▸ **ASSIGNED TASK**
Reproduce verbatim the part of the blue tongue skink account below that opens with the words containing "Six years ago" and closes with "did not disappoint.".
(Beginning of PASSAGE)
Blue tongue skinks

Six years ago I was taking an Australian wildlife class in Queensland, Australia.  I stayed late after a laboratory session and was walking back to my apartment alone. The sun had set and the only light was coming off the metallic buildings. I had trained myself to look down at the ground for the chance of spotting unique or dangerous wildlife. This night did not disappoint.

Every day it was easy to spot Eastern grey kangaroos. The scary part about them was at night when you could only see their red eyes glowing. They can stand six foot six inches and you never know if it is a kangaroo in the bushes or something more frightening. I was half paying attention to the mob of kangaroos in the distance when I noticed something that was squirming between me and the building. At first I didn’t notice it due to its movement but rather due to the hissing. If the animal would have remained quiet, I would have walked right on by. Apparently I was not so good at spotting wildlife as I had thought.

The animal that I encountered hissing and running away was an eastern blue tongue skink (Tiliqua scincoides). I watched it for a few seconds as it flattened itself and became flush up against a door leading to a classroom. Placing itself parallel to the door it went under and into the classroom. I can only imagine the surprise on the teacher’s face when they opened up for classes the next day.
(End of PASSAGE)
(Beginning of DATA UNDER STUDY)
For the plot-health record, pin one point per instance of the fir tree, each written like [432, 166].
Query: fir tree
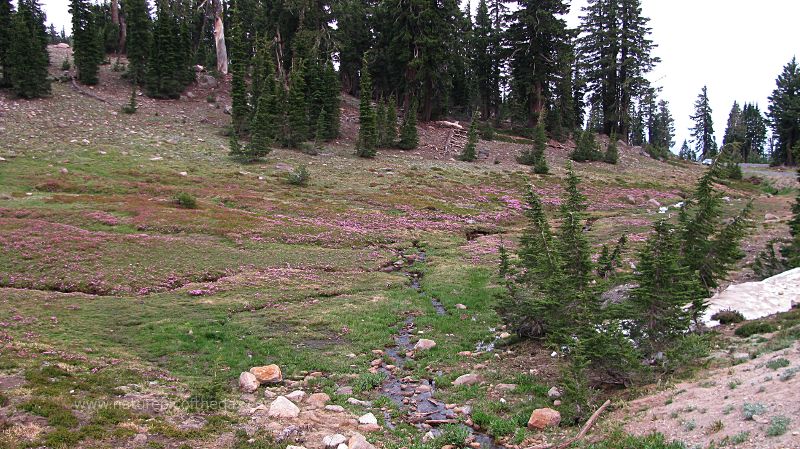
[240, 110]
[391, 123]
[470, 151]
[137, 42]
[665, 287]
[85, 43]
[297, 107]
[611, 155]
[262, 130]
[6, 14]
[367, 132]
[617, 55]
[703, 130]
[784, 113]
[408, 131]
[27, 54]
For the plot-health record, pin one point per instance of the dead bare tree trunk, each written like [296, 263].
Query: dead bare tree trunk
[219, 38]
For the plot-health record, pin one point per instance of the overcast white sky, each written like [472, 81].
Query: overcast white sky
[736, 47]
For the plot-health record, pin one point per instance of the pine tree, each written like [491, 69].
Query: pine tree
[665, 287]
[137, 42]
[617, 54]
[408, 131]
[240, 110]
[784, 113]
[84, 35]
[367, 132]
[686, 154]
[262, 132]
[470, 151]
[611, 155]
[6, 14]
[297, 107]
[391, 123]
[27, 54]
[536, 36]
[734, 131]
[703, 130]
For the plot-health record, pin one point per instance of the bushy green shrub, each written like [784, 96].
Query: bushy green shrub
[728, 316]
[753, 328]
[185, 200]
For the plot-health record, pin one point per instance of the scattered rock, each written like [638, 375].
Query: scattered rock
[296, 396]
[369, 418]
[333, 441]
[358, 441]
[467, 379]
[283, 408]
[318, 400]
[543, 418]
[270, 374]
[424, 344]
[344, 391]
[553, 393]
[248, 382]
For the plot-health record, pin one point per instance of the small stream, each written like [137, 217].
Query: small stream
[416, 397]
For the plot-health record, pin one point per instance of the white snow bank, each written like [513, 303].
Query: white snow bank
[758, 299]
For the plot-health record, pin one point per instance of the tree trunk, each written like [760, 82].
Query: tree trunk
[219, 39]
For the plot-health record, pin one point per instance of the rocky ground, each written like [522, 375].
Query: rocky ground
[129, 321]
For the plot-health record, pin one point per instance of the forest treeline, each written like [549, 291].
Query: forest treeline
[511, 63]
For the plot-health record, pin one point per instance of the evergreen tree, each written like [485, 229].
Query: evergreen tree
[6, 14]
[408, 131]
[755, 133]
[85, 43]
[27, 54]
[297, 107]
[703, 130]
[536, 155]
[784, 113]
[367, 132]
[686, 153]
[611, 155]
[537, 37]
[391, 123]
[665, 287]
[617, 54]
[262, 130]
[137, 42]
[734, 131]
[470, 151]
[237, 49]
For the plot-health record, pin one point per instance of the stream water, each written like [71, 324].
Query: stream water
[416, 396]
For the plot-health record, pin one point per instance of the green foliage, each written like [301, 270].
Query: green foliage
[409, 139]
[185, 200]
[368, 381]
[298, 176]
[470, 151]
[778, 426]
[778, 363]
[27, 56]
[750, 409]
[367, 131]
[586, 148]
[728, 316]
[753, 328]
[56, 414]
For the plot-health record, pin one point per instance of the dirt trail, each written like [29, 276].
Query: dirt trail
[712, 409]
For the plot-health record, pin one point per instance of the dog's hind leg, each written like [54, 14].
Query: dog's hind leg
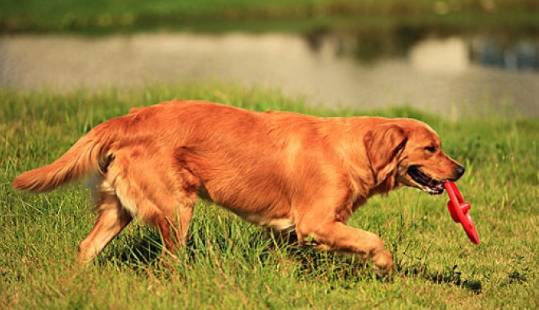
[111, 220]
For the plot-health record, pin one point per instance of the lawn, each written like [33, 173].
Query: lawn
[232, 264]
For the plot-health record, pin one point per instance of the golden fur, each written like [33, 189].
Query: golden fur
[277, 169]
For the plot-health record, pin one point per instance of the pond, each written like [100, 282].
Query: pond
[450, 73]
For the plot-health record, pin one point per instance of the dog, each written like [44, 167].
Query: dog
[282, 170]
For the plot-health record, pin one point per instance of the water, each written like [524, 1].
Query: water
[453, 74]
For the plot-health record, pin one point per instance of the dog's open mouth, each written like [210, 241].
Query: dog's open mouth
[428, 184]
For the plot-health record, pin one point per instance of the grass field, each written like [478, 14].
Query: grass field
[101, 16]
[230, 264]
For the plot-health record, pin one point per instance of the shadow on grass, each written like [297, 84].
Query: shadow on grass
[309, 263]
[447, 276]
[140, 252]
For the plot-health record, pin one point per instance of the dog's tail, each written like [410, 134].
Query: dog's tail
[86, 155]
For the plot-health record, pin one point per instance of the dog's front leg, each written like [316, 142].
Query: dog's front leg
[340, 237]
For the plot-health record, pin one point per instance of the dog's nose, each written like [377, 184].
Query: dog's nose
[459, 171]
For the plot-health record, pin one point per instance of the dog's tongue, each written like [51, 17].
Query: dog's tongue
[459, 210]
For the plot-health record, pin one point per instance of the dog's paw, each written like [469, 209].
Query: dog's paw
[383, 263]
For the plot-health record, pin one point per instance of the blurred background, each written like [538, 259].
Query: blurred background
[450, 57]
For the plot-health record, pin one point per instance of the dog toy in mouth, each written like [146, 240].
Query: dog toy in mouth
[459, 210]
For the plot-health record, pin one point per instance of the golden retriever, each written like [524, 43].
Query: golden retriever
[281, 170]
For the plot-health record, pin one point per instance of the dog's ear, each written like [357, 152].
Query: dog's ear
[383, 145]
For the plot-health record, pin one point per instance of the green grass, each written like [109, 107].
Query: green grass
[100, 16]
[231, 264]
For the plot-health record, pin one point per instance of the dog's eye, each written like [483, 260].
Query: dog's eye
[430, 149]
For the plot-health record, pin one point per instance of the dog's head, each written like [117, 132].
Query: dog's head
[408, 152]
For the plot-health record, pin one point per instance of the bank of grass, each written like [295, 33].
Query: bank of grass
[230, 264]
[101, 16]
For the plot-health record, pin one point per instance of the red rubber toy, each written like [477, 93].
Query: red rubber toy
[459, 210]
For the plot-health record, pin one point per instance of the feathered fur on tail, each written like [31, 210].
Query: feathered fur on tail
[85, 156]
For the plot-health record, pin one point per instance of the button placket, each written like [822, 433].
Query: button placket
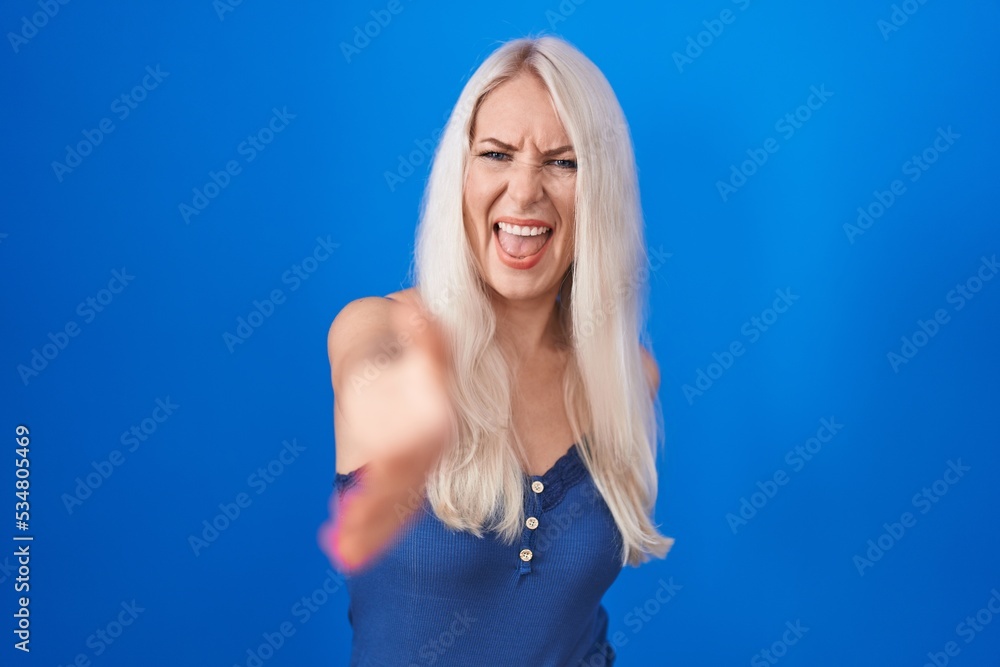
[531, 523]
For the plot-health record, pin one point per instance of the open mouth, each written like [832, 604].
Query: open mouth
[521, 242]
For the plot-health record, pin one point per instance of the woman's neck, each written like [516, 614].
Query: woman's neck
[528, 327]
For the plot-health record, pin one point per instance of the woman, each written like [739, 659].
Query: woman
[496, 425]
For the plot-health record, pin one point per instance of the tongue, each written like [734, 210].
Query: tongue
[521, 246]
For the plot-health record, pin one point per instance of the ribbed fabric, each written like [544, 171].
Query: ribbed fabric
[442, 597]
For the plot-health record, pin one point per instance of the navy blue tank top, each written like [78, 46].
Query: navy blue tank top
[443, 597]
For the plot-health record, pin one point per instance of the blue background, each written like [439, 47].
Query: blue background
[362, 115]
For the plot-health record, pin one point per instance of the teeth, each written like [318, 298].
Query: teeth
[518, 230]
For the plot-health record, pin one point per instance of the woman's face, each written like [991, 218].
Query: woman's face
[519, 192]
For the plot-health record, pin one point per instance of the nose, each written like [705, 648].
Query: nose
[525, 186]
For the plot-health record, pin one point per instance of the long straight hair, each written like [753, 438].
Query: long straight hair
[479, 482]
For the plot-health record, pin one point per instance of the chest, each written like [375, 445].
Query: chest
[539, 416]
[574, 552]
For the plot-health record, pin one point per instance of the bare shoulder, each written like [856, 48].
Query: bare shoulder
[410, 296]
[354, 328]
[652, 369]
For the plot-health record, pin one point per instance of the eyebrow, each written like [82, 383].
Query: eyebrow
[512, 149]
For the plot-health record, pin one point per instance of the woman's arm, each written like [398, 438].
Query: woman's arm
[391, 418]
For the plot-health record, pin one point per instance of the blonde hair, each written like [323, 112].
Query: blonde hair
[478, 484]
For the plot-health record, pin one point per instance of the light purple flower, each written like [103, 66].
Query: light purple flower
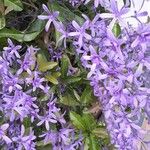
[36, 81]
[25, 141]
[11, 51]
[29, 60]
[80, 32]
[51, 17]
[3, 136]
[115, 14]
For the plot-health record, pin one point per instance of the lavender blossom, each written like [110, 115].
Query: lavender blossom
[51, 17]
[80, 32]
[11, 51]
[3, 136]
[26, 142]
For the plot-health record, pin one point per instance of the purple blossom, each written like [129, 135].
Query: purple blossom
[3, 136]
[25, 141]
[51, 17]
[115, 14]
[80, 32]
[29, 60]
[36, 81]
[18, 106]
[11, 51]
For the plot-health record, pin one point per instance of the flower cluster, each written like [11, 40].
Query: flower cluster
[113, 51]
[21, 81]
[117, 66]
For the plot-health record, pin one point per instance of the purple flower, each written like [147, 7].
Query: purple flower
[36, 81]
[96, 2]
[3, 136]
[29, 60]
[11, 83]
[11, 51]
[51, 17]
[80, 32]
[20, 105]
[116, 14]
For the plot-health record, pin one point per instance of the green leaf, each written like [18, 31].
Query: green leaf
[17, 35]
[93, 143]
[87, 95]
[64, 13]
[68, 100]
[14, 4]
[71, 79]
[77, 121]
[2, 22]
[100, 132]
[43, 64]
[116, 29]
[51, 79]
[89, 122]
[64, 66]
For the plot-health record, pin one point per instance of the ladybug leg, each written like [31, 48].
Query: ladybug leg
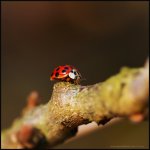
[68, 79]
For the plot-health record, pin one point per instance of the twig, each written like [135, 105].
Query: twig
[124, 95]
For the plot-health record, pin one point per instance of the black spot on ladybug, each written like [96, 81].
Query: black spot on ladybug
[63, 70]
[66, 68]
[57, 74]
[57, 69]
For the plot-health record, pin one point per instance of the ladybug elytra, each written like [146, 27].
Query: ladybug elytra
[66, 73]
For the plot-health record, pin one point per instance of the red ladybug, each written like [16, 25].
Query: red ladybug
[66, 73]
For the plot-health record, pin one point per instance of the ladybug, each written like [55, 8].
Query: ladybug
[66, 73]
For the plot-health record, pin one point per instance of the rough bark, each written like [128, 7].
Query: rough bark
[124, 95]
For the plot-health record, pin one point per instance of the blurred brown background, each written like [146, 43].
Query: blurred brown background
[96, 37]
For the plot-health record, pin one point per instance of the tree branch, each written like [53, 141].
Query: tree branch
[125, 95]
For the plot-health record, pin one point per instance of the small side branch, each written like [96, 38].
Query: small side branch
[125, 94]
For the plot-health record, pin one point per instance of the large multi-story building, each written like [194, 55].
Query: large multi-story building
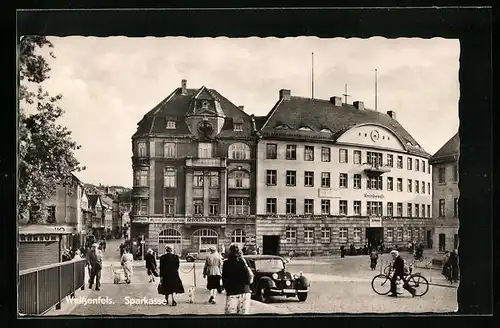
[332, 174]
[194, 163]
[445, 194]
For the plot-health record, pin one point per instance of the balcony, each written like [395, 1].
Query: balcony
[206, 162]
[375, 169]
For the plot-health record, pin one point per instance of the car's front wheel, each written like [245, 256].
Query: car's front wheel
[263, 294]
[302, 297]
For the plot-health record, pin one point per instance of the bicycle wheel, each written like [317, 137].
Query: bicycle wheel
[419, 283]
[381, 284]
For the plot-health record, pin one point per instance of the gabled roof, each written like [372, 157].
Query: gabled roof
[321, 114]
[177, 105]
[449, 151]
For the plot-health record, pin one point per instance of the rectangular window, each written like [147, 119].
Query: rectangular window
[325, 179]
[169, 150]
[342, 155]
[213, 208]
[442, 175]
[357, 157]
[357, 207]
[325, 206]
[390, 160]
[291, 206]
[390, 183]
[271, 177]
[204, 150]
[271, 206]
[198, 179]
[291, 235]
[198, 206]
[343, 180]
[357, 235]
[169, 178]
[325, 235]
[141, 178]
[214, 180]
[343, 207]
[309, 153]
[357, 181]
[325, 154]
[390, 209]
[291, 178]
[441, 208]
[455, 207]
[308, 206]
[271, 151]
[308, 235]
[343, 235]
[239, 206]
[291, 152]
[400, 162]
[308, 179]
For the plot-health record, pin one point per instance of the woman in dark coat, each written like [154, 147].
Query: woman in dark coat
[170, 281]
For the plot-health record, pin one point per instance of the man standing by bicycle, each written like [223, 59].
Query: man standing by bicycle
[399, 272]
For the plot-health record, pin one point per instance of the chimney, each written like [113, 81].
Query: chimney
(End of DATA UNDER STUDY)
▸ **RESULT OF THE EXERCISE**
Six years ago I was taking an Australian wildlife class in Queensland, Australia.  I stayed late after a laboratory session and was walking back to my apartment alone. The sun had set and the only light was coming off the metallic buildings. I had trained myself to look down at the ground for the chance of spotting unique or dangerous wildlife. This night did not disappoint.